Tasks |
#1 In the XML overview, what does XPath use to select nodes or node-sets in an XML document?
#2 Write the next part of the XML overview, starting after its final sentence.

Source passage |

Py4XML

Author: Ankit Aggarwal (@MasterANK)

Language Used : Python

Github Link : Py4XML Github

Introduction to XML

XML stands for Extensible Markup Language, An XML file is a file which is used to store data in both computer and human readable. XML is a markup language much like HTML but was designed to store data, transport data and was designed to be self-descriptive. XML is a World Wide Web Consortium (W3C) recommendation while World Wide Web Consortium (W3C) is an organization whose mission is to lead the World Wide Web to its full potential by developing protocols and guidelines that ensure the long-term growth of the Web.

Features XML File

XML Does Not Use Predefined Tags
XML was designed to carry data - with focus on what data is
XML is Extensible as XML applications will work as expected even if new data is added (or removed).

Difference between XML and HTML

HTML	XML
HTML tags are predefined tags.	XML tags are user defined tags.
HTML is not Case sensitive.	XML is Case sensitive.
HTML tags are used for displaying the data.	XML tags are used for describing the data not for displaying
HTML document size is relatively small.	XML document size is relatively large as the approach of formatting

Structure of XML File

Example File:

<bookstore>
  <book>
    <title>Everyday Italian</title>
    <author>Giada De Laurentiis</author>
    <year>2005</year>
    <price>30.00</price>
  </book>
  <book2>
    <title>Harry Potter and the Goblet of Fire</title>
    <author>J. K. Rowling</author>
    <year>2000</year>
    <price>30.00</price>
  </book2>
</bookstore>

Uses of XML:

Used in XML AJAX: AJAX allows web pages to be updated asynchronously by exchanging data with a web server behind the scenes. This means that it is possible to update parts of a web page, without reloading the whole page. AJAX applications might use XML to transport data
Used in XPath: XPath stands for XML Path Language. XPath uses path expressions to select nodes or node-sets in an XML document. These path expressions look very much like the path expressions you use with traditional computer file systems.
Used in XSL: XSL (eXtensible Stylesheet Language) is a styling language for XML.

Data listing |
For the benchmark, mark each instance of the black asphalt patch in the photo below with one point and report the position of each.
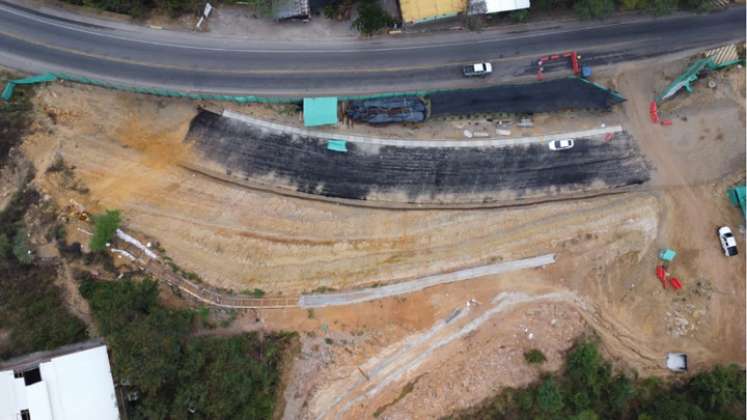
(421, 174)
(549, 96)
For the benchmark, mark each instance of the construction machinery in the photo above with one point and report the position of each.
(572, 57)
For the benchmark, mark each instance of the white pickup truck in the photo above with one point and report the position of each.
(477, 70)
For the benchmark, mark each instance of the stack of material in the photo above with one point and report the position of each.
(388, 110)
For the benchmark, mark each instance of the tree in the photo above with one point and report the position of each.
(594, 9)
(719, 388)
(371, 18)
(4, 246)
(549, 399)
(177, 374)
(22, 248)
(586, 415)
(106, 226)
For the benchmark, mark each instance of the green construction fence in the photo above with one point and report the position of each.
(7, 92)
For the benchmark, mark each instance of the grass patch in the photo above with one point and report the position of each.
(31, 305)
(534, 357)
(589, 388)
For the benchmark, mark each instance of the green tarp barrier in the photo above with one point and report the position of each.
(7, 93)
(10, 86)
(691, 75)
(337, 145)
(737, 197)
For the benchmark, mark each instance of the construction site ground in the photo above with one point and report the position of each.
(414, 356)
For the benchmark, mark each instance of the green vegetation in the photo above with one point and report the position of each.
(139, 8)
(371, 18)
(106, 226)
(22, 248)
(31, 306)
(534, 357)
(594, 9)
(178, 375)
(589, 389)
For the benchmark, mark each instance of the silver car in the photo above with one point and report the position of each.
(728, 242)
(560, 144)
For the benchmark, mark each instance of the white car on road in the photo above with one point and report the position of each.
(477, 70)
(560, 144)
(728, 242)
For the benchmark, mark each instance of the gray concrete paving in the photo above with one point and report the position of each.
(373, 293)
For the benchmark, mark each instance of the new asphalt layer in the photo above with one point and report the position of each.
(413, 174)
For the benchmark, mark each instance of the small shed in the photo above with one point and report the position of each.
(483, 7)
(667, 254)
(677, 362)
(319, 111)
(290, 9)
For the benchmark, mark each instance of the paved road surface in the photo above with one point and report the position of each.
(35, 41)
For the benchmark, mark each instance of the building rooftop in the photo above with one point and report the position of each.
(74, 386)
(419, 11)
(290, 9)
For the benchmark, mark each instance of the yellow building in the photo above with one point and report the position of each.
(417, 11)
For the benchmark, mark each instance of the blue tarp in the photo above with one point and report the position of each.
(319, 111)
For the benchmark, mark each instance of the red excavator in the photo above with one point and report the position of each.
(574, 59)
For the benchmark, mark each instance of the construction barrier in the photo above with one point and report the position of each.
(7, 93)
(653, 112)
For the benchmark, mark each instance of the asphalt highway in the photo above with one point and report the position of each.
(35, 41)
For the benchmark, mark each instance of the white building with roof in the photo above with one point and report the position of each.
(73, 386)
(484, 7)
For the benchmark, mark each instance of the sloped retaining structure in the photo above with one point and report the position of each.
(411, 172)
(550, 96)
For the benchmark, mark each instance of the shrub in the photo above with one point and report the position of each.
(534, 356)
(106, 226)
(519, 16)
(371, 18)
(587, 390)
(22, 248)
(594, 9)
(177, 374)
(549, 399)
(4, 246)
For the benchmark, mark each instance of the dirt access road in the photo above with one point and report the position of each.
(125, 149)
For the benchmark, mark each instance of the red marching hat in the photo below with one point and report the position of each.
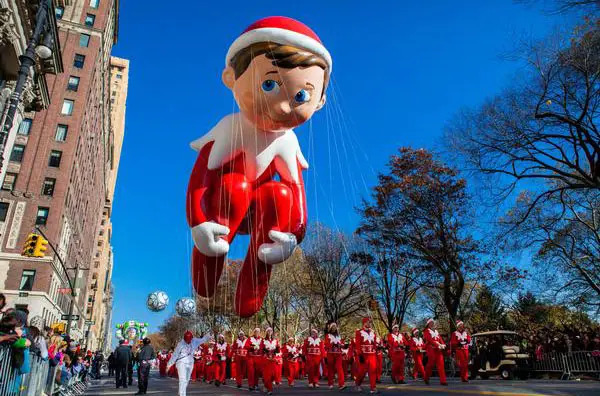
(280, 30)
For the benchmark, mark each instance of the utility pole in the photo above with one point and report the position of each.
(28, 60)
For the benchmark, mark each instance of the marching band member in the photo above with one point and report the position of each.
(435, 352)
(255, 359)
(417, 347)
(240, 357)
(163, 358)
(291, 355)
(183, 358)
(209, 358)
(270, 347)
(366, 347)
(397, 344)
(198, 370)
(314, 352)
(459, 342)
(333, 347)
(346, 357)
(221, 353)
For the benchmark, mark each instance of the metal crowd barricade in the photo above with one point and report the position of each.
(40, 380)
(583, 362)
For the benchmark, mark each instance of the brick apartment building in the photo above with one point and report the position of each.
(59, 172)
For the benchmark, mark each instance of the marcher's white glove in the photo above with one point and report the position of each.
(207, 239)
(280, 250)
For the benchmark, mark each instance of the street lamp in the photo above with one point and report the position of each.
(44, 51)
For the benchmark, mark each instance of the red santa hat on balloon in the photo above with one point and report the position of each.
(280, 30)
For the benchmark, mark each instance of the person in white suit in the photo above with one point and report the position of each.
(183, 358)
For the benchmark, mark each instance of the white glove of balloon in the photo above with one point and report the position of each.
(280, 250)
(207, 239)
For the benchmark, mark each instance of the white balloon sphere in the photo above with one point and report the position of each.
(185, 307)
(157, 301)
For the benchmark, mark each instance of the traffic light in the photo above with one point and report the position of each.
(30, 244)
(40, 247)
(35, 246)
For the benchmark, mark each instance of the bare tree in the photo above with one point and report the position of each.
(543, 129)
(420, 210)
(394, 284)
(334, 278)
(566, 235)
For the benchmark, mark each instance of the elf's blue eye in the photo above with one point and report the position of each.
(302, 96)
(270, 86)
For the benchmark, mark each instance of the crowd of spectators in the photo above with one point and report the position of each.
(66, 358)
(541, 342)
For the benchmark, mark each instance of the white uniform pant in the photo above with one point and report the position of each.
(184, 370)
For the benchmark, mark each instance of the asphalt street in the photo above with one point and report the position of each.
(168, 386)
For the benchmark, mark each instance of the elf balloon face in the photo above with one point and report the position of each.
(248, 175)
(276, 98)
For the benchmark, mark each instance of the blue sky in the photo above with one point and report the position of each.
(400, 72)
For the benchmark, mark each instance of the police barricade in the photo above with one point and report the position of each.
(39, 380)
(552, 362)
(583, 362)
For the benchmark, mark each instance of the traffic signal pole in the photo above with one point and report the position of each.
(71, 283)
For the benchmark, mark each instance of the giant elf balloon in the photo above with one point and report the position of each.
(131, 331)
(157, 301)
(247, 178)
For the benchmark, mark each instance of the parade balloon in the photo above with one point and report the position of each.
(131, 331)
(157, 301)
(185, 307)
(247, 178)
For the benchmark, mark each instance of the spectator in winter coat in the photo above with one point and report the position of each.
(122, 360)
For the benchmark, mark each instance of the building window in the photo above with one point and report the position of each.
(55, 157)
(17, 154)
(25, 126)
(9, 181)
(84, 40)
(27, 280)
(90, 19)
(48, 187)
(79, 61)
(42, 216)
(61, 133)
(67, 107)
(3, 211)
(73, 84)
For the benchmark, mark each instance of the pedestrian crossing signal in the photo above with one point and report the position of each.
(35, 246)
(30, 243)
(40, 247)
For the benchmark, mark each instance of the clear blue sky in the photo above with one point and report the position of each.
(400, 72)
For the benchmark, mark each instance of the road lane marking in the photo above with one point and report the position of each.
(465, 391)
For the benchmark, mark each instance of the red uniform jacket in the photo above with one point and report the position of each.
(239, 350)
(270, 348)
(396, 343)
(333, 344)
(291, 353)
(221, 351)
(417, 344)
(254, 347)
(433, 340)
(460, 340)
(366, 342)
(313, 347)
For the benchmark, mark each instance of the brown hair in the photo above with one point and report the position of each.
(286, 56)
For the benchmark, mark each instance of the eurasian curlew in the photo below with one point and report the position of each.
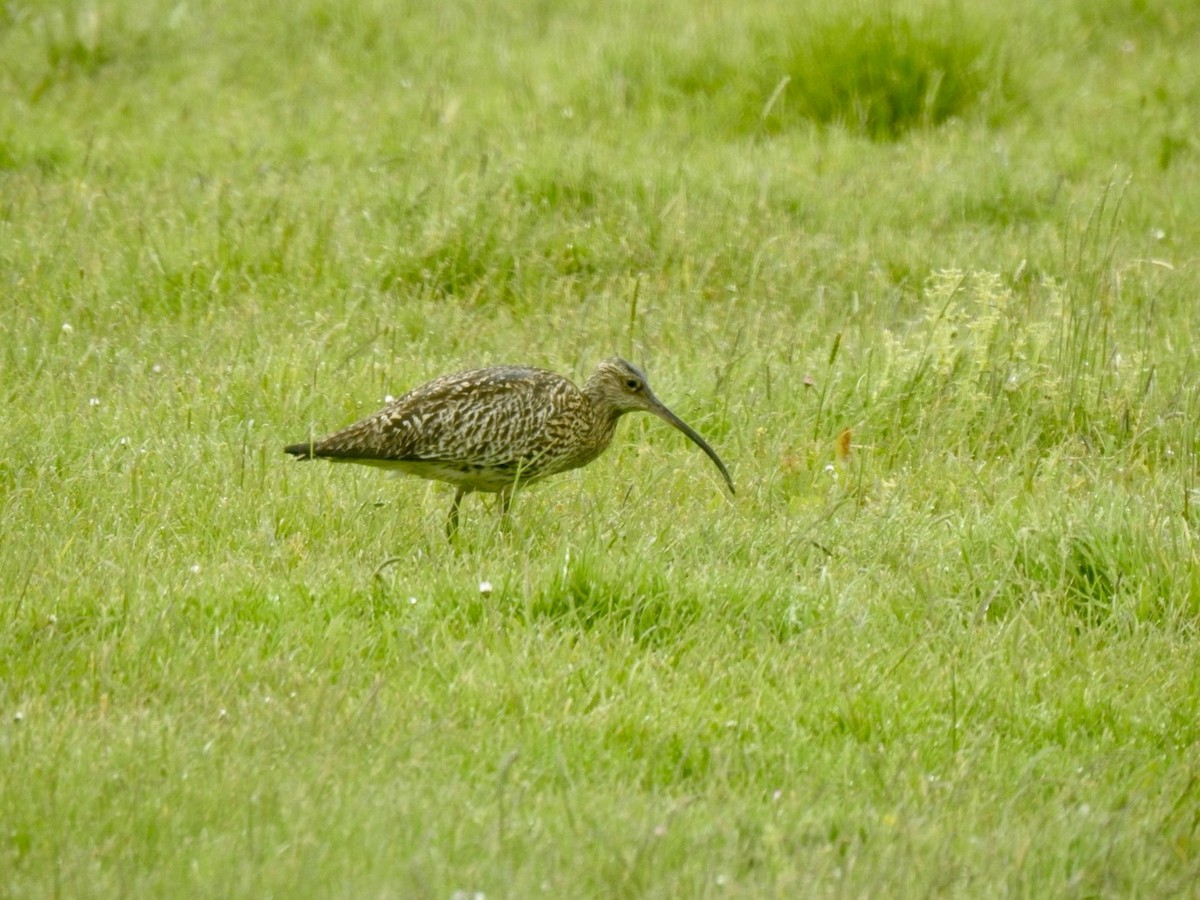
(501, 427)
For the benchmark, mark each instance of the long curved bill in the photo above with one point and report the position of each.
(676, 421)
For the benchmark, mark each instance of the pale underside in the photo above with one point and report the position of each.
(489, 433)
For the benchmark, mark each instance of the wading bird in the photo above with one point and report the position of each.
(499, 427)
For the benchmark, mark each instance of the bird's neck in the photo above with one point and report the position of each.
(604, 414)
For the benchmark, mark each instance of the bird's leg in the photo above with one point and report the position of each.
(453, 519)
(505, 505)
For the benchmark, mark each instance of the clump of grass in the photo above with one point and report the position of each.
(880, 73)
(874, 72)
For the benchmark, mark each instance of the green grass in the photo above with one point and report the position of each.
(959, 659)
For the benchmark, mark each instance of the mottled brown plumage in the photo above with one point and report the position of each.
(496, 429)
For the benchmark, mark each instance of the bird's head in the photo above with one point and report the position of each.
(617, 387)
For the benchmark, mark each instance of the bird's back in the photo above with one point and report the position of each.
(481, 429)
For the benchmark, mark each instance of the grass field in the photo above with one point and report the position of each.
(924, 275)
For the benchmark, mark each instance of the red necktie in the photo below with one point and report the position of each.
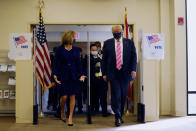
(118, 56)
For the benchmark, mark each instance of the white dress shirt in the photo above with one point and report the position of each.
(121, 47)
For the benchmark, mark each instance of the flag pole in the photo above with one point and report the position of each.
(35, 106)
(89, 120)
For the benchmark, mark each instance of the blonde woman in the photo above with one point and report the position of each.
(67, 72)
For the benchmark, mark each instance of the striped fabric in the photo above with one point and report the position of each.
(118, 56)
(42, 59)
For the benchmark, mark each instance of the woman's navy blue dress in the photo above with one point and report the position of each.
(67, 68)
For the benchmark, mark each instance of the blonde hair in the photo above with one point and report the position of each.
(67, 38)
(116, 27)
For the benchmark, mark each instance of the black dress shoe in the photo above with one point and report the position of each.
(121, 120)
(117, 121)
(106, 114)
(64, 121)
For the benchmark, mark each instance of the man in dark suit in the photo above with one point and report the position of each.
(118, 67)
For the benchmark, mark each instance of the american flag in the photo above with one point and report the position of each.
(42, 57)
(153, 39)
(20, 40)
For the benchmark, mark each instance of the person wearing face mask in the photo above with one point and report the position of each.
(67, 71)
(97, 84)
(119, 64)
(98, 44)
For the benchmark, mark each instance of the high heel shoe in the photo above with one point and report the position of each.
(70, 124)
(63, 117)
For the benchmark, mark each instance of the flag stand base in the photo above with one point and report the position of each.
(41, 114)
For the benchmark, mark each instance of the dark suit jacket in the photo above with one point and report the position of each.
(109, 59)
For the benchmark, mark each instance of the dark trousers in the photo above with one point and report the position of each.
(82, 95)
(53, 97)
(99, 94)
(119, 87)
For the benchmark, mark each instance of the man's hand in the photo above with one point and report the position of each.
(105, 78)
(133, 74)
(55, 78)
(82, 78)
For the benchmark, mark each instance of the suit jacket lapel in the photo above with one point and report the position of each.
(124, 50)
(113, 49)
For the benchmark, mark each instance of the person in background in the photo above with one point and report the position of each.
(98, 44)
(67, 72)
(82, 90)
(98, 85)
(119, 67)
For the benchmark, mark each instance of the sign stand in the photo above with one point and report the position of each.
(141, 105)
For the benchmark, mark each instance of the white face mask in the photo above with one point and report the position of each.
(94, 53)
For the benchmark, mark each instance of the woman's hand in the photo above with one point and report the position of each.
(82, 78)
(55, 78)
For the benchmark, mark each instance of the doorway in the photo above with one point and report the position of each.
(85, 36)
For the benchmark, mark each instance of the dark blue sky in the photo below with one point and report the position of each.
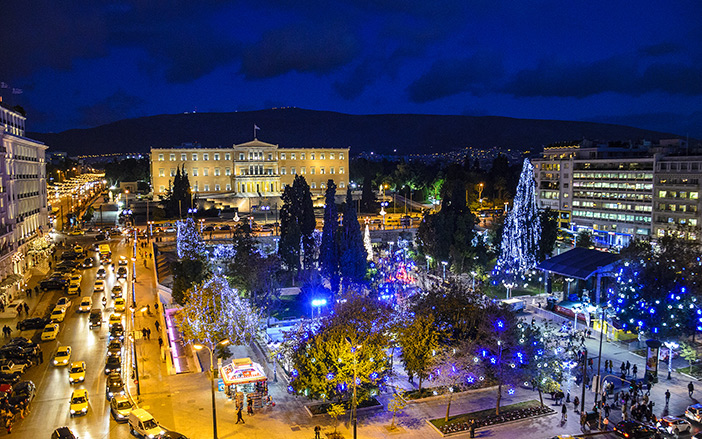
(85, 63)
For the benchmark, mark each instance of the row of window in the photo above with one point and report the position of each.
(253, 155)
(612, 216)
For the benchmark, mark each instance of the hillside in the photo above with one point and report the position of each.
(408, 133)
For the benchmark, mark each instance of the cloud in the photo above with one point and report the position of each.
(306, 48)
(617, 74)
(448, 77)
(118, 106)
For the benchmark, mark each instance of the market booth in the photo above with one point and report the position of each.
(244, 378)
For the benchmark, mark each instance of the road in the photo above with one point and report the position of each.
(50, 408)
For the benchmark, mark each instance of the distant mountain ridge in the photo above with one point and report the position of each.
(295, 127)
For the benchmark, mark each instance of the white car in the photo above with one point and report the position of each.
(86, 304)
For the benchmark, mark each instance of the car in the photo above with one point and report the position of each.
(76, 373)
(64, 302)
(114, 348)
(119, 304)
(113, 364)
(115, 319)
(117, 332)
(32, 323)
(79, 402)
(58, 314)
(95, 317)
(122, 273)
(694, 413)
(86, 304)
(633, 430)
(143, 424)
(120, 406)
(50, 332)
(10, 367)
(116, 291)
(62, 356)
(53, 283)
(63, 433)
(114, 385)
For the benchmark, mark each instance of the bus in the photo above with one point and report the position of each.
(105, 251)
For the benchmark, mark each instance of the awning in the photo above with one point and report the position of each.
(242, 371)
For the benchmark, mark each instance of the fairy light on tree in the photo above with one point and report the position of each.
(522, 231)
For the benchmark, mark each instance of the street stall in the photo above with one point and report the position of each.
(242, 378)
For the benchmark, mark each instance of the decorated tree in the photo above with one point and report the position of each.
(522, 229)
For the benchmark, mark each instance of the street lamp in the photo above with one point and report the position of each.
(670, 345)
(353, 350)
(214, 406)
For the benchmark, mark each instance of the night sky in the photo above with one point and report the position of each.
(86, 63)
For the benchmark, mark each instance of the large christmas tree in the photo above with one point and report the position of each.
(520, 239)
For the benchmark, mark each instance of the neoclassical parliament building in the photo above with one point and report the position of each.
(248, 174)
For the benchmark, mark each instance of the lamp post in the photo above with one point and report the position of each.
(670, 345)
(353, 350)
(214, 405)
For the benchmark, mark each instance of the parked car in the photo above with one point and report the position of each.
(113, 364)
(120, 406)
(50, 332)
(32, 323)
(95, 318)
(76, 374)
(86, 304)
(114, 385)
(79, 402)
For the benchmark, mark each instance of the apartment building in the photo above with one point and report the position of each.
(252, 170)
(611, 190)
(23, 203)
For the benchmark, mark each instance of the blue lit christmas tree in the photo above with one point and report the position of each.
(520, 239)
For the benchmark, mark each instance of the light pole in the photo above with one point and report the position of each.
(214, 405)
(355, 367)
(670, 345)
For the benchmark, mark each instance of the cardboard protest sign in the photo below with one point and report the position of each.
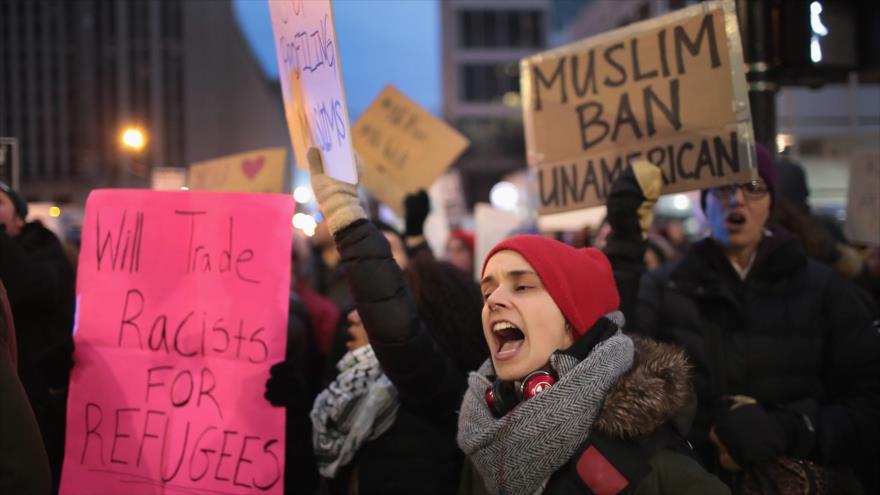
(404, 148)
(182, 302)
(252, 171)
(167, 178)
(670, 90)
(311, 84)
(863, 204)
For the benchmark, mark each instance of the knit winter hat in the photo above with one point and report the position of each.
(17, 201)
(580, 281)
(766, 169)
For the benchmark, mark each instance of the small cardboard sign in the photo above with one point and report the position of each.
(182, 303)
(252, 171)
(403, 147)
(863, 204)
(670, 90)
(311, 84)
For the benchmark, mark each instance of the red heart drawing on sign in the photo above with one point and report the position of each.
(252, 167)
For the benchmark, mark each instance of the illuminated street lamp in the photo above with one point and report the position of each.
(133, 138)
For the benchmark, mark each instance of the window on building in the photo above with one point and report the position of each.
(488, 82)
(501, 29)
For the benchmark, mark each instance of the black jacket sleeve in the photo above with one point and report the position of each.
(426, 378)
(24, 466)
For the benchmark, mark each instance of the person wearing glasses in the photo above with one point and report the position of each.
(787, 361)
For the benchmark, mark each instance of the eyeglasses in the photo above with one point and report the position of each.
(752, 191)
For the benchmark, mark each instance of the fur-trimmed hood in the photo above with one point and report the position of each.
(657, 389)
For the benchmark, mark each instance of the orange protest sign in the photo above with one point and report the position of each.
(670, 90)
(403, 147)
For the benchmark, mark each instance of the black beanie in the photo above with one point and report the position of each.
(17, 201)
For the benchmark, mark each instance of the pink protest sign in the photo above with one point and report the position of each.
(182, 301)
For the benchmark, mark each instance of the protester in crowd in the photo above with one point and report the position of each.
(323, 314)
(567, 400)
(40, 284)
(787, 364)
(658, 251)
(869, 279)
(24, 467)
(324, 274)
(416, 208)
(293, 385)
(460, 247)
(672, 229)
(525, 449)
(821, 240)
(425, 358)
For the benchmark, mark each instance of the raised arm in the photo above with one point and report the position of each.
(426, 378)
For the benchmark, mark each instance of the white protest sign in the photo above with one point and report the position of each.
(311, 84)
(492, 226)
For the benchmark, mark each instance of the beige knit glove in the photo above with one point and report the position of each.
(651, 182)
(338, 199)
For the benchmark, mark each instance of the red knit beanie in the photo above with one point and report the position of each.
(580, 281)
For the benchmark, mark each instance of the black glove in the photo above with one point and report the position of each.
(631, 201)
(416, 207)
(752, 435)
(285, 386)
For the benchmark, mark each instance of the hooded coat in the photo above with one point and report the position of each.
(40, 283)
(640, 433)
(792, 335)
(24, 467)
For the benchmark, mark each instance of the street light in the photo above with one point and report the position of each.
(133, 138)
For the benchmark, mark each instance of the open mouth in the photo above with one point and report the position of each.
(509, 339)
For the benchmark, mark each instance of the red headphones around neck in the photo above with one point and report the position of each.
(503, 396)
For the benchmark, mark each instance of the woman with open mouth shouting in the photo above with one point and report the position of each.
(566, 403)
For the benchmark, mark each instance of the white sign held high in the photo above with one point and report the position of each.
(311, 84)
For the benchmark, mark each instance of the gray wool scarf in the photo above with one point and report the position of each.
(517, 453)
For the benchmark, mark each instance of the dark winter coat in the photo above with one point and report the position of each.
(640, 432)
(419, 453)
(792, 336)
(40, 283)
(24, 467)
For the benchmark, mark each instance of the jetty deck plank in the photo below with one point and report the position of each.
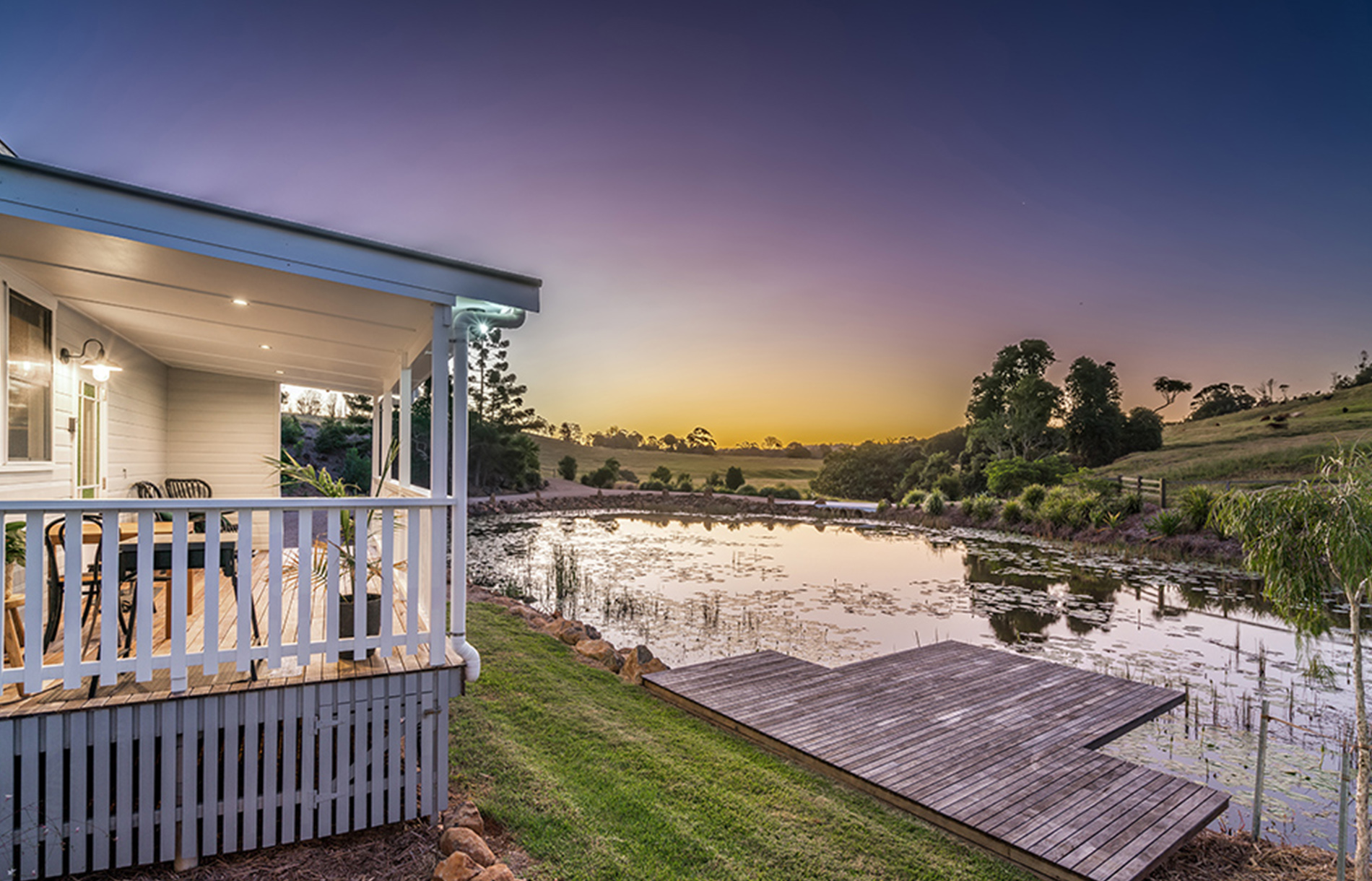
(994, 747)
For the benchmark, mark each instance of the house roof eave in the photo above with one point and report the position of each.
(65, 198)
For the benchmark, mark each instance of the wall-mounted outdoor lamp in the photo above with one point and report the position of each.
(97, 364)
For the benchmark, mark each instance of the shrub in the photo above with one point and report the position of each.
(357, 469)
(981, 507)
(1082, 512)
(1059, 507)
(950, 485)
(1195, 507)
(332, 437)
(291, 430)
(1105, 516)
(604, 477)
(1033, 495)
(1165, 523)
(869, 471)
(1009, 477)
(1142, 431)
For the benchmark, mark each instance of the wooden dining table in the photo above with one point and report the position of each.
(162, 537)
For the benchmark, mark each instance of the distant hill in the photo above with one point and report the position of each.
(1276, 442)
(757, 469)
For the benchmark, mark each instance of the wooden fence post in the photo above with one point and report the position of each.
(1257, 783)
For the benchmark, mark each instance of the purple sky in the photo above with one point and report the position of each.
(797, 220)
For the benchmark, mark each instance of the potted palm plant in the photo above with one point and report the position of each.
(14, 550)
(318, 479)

Results in order |
#1 Path expressions.

#2
Used in XQuery: XQuery is a language for finding and extracting elements and attributes from XML documents. XQuery is to XML what SQL is to databases.

What is Py4XML?

Py4xml is the module created in order to interpret the XML file in python using python just like csv module which interpret CSV or pickle modules which interpret Binary files. Py4xml has the ability to read and write an .xml file. Py4xml can also convert the xml file into a csv file.

Installation

The Project file can be found on Github: Py4XML Github

Reading an XML File

Py4xml has a function called read_xml() which requires file_object as a parameter and returns an xml_reader class object which contains all the extracted data from the given xml file.

Example:

import py4xml

# The xml file to read is "xml 1.xml"
f = open("xml 1.xml","r") #Opening the file in read mode

# read_xml() function will read the file and extract the data
xml_file = py4xml.read_xml(f) # it takes file_object and return xml object

# Now with the help of multiple functions inside the xml object in xml_file we can extract the required data as shown in below example

#File Closing
f.close()

1. Getting reading the Root Element:

By accessing the root_element variable in the xml file object returned by read_xml() function. It will return the root_element

print(xml_file.root_element)
#It will return the root element

2. Getting list of all Element:

By accessing the element_stack variable in the xml file object returned by read_xml() function. It will return the element_stack

print(xml_file.element_stack)
#It will return the list of element present in the xml file

3. Getting the Dictionary of elements in xml file

By accessing the main_dict variable in the xml file object returned by read_xml() function. It will return the nested dictionary of elements where key will be elements and its value will be another dictionary where the key this time is a sub element and its value will be the value of the sub element.

Sample Structure of the nested dictionary:

{element1 : {sub_element1 : value, sub_element2 : value}, element2 : {sub_element1: value}}

print(xml_file.main_dict)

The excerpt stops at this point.